====== 文書の抜粋 ======
前記吸収スペクトルに基づく値を説明変数とし,前記オイルの特性を反映した値を目的変数として,推定モデルを生成する,
オイル特性の推定モデルの生成方法。
【請求項2】
前記光の波長は800nmから2500nmの範囲である,
請求項1に記載のオイル特性の推定モデルの生成方法。
【請求項3】
前記オイルは,前記添加物として,芳香環を持たない有機化合物を含み,前記オイルの特性を反映した値は前記有機化合物の量と相関を持つ,
請求項1に記載のオイル特性の推定モデルの生成方法。
【請求項4】
前記オイルは,前記添加物として,波長250nmから800nmの紫外可視域のモル吸光係数の最大値が50以下である有機化合物を含み,前記オイルの特性を反映した値は前記有機化合物の量と相関を持つ,
請求項1に記載のオイル特性の推定モデルの生成方法。
【請求項5】
前記説明変数は,前記吸収スペクトルを1または複数回微分した値である,
請求項1に記載のオイル特性の推定モデルの生成方法。
【請求項6】
前記オイルの特性を反映した値は,前記添加物の濃度である,
請求項1に記載のオイル特性の推定モデルの生成方法。
【請求項7】
前記オイルを透過する光の光路長は,1mmから20mmである,
請求項1に記載のオイル特性の推定モデルの生成方法。
======
_取り組む課題_
a) オイル特性の文書について、次の(i)〜(iii)が合っているかどうか、それぞれ「はい」か「いいえ」で答え、決め手になる文書の言葉をそのまま引用してください。(i) 請求項2では、光の波長は800nmから2500nmの範囲とされている。(ii) 請求項5では、説明変数は吸収スペクトルを積分した値とされている。(iii) 請求項7では、オイルを透過する光の光路長は1cmから20cmとされている。
b) オイル特性の文書の最後の文のあとを引き継いで、続きを書いてください。
項目はオイル特性の文書とは関係がありません。
====== 表示された項目 ======
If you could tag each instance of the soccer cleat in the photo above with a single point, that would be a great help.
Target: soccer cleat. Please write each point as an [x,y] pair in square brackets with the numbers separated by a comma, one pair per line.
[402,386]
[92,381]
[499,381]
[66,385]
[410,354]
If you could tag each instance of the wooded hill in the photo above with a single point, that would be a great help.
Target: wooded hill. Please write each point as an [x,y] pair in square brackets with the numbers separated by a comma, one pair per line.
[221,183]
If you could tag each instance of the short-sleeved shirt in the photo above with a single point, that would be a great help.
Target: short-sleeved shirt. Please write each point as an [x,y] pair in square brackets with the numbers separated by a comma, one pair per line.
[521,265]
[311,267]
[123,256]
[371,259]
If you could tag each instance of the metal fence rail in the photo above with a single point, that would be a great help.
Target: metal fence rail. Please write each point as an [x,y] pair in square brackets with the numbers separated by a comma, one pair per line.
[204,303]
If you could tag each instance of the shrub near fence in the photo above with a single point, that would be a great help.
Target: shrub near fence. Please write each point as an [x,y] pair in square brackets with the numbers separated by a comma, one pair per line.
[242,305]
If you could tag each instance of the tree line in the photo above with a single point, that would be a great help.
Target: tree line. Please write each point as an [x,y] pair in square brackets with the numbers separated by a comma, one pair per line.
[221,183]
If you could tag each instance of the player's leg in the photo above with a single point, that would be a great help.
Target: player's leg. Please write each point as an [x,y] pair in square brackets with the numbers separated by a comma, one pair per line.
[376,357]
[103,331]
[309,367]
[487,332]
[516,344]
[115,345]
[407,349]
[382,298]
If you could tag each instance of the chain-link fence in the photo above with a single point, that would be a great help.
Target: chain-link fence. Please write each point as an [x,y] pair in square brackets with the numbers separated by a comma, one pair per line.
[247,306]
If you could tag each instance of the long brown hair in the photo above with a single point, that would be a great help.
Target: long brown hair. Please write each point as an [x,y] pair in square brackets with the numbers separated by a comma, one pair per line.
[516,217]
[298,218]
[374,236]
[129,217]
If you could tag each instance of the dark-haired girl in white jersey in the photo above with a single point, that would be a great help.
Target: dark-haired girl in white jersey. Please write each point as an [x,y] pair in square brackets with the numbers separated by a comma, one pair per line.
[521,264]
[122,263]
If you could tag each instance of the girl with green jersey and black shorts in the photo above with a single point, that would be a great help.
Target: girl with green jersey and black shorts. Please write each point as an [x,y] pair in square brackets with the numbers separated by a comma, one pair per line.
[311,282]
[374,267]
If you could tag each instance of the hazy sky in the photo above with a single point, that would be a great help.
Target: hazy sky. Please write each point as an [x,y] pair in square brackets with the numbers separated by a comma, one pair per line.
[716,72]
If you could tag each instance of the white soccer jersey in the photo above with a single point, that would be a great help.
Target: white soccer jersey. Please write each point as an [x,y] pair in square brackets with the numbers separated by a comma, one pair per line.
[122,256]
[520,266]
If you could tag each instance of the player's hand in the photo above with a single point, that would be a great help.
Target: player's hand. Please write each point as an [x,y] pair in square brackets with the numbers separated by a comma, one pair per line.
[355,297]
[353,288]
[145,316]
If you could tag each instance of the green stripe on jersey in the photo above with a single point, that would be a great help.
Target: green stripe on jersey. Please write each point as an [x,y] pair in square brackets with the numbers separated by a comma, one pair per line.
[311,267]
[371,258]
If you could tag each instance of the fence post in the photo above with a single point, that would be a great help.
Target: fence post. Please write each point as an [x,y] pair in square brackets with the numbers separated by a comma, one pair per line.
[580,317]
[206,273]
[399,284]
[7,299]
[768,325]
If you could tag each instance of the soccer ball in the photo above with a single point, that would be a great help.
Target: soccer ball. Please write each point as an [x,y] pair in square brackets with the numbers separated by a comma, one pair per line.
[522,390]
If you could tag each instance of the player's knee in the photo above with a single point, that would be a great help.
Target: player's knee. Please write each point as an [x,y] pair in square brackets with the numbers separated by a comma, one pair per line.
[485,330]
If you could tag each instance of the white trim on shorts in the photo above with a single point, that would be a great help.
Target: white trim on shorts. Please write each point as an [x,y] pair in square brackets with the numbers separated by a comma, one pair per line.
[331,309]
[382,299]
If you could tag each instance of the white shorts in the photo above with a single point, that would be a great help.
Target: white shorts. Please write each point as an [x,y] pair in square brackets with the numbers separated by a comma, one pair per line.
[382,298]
======
_課題の答え_
a)
(i) はい。「前記光の波長は800nmから2500nmの範囲である」
(ii) いいえ。「前記説明変数は,前記吸収スペクトルを1または複数回微分した値である」
(iii) いいえ。「前記オイルを透過する光の光路長は,1mmから20mmである」

b)
【請求項8】
前記推定モデル生成部は,PLS回帰分析を用いた多変量解析を行う,
請求項1に記載のオイル特性の推定モデルの生成方法。
【請求項9】
請求項1記載の推定モデルを実装した情報処理装置からなる診断システムを用いた,オイル特性の診断方法であって,
前記診断システムに,波長800nmから3000nmの少なくとも一部の波長の光を,前記添加物を含む前記オイルと同じ種類の診断対象オイルに透過させて得られる吸収スペクトルを入力し,
前記吸収スペクトルに基づく値を前記推定モデルに入力し,
前記推定モデルから前記診断対象オイルの特性を反映した値を得る,
オイル特性の診断方法。
【請求項10】
前記吸収スペクトルを1または複数回微分した値を前記推定モデルに入力する,
請求項9記載のオイル特性の診断方法。
【請求項11】
前記オイルの特性を反映した値は,前記添加物の濃度である,
請求項9記載のオイル特性の診断方法。
【請求項12】
前記診断システムは,前記オイルの特性を反映した値を,前記オイルの粘度,全酸価,使用時間の少なくとも一つに変換するデータを利用可能であり,
前記オイルの粘度,全酸価,使用時間の少なくとも一つを出力する,
請求項9記載のオイル特性の診断方法。
【請求項13】
さらに,前記診断システムに,波長250nmから800nmの範囲の紫外可視域の波長の光を,前記添加物を含む前記オイルと同じ種類の診断対象オイルに透過させて得られる色情報を入力し,
前記色情報と検量線を用いて,前記オイルの特性を推定する,
請求項9記載のオイル特性の診断方法。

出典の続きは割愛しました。